▸ Records
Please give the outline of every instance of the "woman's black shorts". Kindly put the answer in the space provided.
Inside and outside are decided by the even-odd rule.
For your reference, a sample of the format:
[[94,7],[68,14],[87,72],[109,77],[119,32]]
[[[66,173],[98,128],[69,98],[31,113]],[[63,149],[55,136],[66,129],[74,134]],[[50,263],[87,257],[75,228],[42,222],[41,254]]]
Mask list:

▸ Exercise task
Please set out each line of the records above as a numbered list, leaving out any blank lines.

▸ Exercise answer
1. Please give the outline of every instance of the "woman's black shorts". Kindly put the answer in the space provided.
2. Inside and outside are decided by the even-odd rule.
3. For your reference, a sample of the format:
4. [[94,7],[68,14],[87,72],[109,77],[119,32]]
5. [[[66,173],[98,128],[69,98],[31,113]],[[63,149],[55,136],[66,129],[74,134]],[[50,263],[87,257],[75,228],[42,222],[41,254]]]
6. Mask list:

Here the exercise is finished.